## Job
Reproduce each of the following items verbatim, leaving out the pictures.

## Supplied entries
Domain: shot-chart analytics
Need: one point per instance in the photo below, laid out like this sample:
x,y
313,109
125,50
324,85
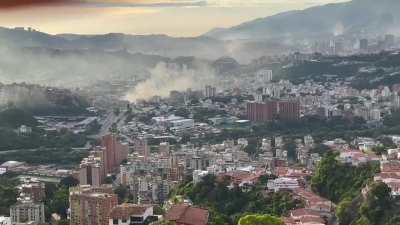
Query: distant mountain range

## Result
Domain: shot-chart analytics
Need: one point per instance in the photo below, laid out like this sample:
x,y
313,109
125,50
324,85
Query: distant mountain range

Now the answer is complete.